--- start ---
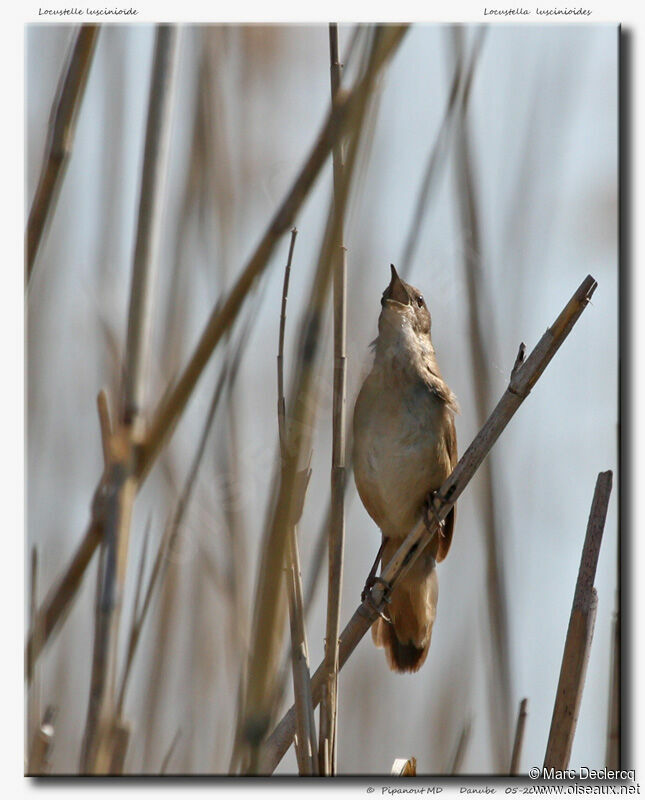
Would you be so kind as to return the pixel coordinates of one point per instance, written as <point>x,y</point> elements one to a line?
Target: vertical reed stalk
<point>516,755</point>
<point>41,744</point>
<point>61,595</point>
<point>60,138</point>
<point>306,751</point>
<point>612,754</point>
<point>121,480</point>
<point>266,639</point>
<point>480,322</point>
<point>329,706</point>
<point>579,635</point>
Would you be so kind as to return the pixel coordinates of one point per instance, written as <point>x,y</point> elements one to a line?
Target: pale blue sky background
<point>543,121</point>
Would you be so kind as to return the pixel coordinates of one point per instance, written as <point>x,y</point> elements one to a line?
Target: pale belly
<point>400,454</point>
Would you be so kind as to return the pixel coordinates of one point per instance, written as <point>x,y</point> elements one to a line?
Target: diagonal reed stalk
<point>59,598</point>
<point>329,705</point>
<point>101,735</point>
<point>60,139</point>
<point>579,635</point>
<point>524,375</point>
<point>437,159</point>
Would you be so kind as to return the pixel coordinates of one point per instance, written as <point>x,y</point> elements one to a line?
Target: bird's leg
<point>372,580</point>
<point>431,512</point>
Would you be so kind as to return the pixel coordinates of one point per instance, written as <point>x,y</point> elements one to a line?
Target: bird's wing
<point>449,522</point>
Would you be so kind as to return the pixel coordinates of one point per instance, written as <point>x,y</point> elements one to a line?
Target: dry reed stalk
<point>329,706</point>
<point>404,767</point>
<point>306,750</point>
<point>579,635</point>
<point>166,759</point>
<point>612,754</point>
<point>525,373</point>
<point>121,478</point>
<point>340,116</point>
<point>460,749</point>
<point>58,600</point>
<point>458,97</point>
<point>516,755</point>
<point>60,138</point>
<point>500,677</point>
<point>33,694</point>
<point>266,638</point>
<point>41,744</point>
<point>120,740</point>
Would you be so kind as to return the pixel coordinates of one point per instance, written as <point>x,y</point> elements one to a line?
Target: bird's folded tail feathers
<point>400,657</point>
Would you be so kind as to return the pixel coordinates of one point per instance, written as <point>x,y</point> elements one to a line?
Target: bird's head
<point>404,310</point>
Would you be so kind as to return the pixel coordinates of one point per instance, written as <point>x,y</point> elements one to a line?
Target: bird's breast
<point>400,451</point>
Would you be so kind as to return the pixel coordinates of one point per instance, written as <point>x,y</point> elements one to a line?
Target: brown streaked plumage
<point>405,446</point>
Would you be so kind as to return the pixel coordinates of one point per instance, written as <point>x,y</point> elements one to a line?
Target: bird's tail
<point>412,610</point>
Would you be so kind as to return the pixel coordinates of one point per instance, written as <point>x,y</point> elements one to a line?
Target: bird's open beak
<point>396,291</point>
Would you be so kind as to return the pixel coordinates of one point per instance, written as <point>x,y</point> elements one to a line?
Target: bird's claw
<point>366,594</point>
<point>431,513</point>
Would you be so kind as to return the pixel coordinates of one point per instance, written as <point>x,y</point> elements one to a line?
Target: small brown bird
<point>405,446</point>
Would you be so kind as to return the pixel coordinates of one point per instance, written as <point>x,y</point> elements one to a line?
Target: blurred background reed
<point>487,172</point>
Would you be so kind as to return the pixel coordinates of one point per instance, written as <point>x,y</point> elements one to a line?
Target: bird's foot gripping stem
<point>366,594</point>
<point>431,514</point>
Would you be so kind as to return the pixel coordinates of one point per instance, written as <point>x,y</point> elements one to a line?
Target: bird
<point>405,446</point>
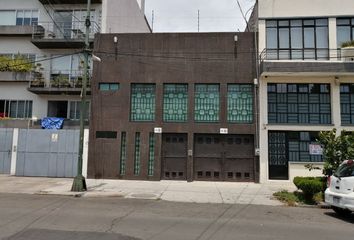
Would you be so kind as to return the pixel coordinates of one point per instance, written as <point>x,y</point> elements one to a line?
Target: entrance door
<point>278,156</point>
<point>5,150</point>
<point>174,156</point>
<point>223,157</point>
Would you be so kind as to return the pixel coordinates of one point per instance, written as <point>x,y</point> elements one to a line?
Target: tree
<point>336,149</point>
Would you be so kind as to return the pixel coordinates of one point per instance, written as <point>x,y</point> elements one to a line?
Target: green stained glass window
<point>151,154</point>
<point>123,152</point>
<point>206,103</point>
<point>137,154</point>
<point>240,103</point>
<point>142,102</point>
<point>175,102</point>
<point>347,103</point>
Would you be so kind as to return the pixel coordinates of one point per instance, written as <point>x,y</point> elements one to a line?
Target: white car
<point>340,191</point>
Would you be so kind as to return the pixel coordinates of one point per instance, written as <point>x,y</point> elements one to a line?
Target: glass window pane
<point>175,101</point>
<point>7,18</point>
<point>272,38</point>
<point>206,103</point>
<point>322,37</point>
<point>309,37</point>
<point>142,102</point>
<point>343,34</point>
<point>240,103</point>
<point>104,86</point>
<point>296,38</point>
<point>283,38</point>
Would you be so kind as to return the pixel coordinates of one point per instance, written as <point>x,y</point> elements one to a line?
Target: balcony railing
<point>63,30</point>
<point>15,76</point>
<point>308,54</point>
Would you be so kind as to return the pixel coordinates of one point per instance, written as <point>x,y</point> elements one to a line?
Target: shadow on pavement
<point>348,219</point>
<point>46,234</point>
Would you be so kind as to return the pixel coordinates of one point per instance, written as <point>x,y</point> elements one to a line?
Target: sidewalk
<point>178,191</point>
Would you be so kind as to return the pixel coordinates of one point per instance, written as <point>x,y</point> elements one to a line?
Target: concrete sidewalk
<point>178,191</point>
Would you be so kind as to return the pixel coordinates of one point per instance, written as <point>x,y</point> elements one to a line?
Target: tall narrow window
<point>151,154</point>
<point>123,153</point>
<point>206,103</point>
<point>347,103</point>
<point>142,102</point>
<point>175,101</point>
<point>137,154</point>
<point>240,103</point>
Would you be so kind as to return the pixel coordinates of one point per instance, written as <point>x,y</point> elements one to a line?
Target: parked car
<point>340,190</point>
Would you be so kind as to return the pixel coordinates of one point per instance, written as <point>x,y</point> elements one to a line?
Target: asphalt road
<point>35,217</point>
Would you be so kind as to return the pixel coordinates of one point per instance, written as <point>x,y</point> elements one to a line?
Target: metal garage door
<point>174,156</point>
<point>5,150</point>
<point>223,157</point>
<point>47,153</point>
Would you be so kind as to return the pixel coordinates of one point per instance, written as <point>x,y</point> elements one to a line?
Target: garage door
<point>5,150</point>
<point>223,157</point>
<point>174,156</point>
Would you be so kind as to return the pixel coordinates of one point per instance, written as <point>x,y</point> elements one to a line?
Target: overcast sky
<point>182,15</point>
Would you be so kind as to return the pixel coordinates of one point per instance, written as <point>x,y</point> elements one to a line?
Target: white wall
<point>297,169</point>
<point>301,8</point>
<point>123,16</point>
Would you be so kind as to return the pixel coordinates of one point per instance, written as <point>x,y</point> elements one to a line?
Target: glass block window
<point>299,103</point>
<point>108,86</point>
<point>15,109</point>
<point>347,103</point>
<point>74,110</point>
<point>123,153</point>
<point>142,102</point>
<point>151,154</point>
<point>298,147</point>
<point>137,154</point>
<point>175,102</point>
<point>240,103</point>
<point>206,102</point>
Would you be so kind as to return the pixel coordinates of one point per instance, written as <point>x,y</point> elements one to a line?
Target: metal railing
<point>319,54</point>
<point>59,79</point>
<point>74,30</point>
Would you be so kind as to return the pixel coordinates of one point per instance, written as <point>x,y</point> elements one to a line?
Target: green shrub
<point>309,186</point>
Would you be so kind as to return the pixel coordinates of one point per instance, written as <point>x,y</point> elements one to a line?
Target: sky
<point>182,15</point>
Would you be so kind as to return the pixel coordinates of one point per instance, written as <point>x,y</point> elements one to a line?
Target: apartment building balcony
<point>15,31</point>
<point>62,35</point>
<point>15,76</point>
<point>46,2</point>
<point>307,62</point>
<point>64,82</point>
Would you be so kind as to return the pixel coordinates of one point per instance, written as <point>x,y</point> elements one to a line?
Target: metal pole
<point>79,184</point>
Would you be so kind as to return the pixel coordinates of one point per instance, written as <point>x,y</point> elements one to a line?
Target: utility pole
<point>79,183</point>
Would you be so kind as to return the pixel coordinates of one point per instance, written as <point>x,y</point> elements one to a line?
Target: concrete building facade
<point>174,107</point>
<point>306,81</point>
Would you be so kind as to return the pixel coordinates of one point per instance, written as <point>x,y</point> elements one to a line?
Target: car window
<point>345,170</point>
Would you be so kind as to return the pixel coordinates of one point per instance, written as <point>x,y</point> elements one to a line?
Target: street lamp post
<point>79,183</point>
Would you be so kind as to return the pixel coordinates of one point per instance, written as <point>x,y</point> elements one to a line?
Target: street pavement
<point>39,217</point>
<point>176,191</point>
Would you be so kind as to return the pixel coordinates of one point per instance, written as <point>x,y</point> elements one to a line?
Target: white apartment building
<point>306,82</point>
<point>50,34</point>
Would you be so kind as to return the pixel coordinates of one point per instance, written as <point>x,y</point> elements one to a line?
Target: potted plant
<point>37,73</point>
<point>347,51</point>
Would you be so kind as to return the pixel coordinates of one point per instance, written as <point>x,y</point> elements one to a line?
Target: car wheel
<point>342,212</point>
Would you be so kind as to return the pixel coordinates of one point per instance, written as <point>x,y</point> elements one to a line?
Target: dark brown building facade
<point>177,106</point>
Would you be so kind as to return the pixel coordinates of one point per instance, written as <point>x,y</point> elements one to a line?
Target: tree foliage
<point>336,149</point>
--- end ---
--- start ---
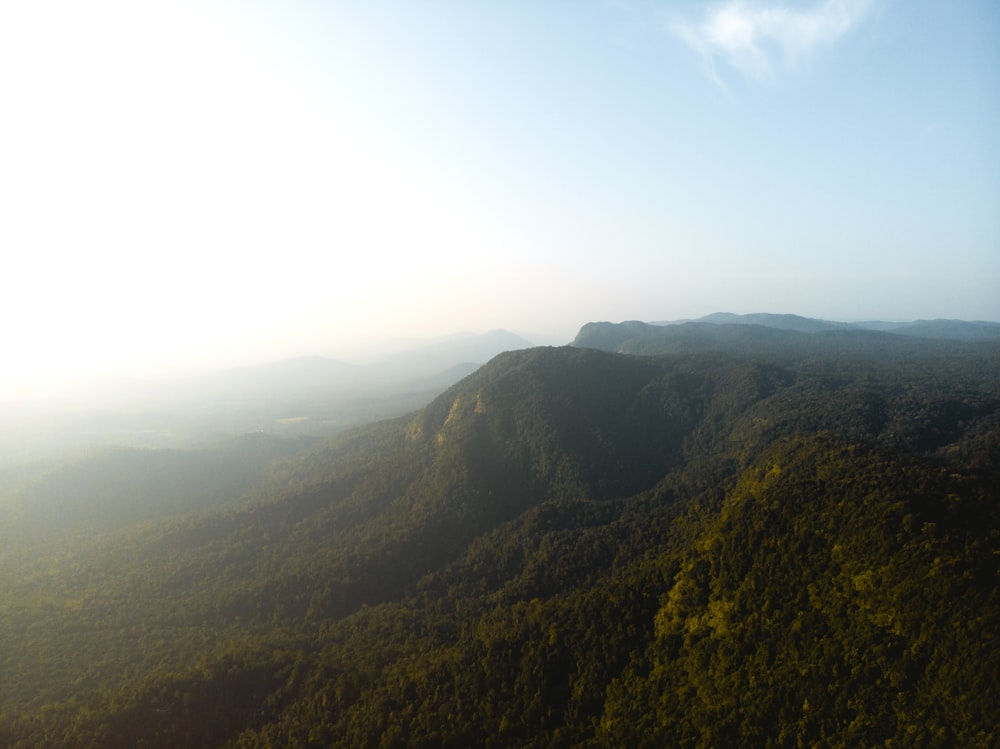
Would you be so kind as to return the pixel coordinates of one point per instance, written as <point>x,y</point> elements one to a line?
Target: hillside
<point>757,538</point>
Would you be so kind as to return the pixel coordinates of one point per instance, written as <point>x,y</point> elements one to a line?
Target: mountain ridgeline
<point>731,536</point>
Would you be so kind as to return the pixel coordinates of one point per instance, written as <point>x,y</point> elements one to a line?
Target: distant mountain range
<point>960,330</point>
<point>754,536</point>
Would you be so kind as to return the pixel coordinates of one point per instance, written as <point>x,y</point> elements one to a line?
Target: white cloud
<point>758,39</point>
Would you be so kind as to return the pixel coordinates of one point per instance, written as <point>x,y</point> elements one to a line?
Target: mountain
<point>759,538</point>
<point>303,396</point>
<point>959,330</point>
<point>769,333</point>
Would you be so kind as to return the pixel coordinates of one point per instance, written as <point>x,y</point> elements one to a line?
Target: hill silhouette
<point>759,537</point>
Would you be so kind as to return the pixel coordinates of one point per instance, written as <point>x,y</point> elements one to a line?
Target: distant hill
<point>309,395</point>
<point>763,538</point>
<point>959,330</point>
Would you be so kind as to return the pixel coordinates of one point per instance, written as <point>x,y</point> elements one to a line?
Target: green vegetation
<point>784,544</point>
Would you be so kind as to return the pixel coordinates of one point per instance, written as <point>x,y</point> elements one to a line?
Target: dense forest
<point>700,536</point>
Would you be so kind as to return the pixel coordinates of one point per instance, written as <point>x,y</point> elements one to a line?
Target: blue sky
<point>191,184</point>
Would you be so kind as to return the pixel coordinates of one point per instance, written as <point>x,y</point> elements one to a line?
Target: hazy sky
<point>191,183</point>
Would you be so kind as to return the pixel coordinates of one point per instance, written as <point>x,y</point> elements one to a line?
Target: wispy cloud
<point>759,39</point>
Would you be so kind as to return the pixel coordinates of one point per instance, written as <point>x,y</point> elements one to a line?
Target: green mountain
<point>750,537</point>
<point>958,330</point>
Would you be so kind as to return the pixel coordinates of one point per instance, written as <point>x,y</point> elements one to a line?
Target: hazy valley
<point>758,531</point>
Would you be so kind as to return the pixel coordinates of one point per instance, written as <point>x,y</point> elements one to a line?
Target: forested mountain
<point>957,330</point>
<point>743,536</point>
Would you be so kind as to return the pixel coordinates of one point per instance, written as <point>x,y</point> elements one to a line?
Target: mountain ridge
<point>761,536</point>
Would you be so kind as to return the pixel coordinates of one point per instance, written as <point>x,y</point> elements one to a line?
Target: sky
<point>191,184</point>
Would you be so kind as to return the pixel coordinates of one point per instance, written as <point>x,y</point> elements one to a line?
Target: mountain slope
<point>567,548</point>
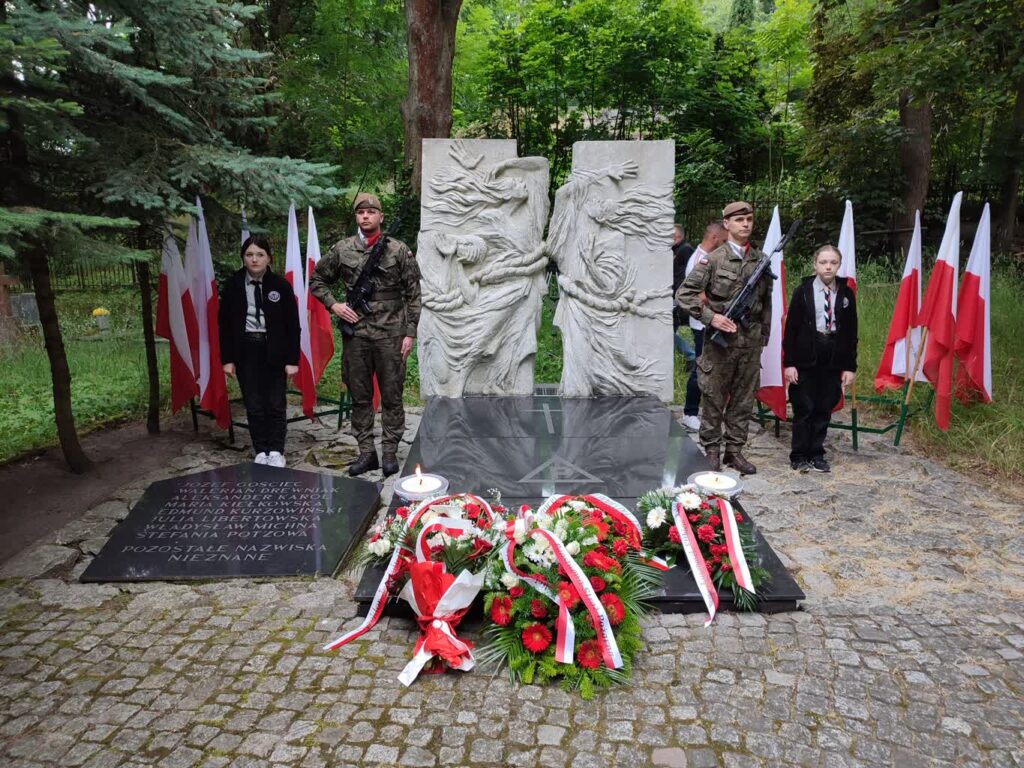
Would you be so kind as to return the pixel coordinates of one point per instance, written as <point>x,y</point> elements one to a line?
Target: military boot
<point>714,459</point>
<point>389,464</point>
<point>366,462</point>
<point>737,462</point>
--- end ---
=== Work to complete ===
List every line in the rows above that contains the word "blue". Matches must have the same case.

=== Exercise output ===
Target: pale blue sky background
Target: blue sky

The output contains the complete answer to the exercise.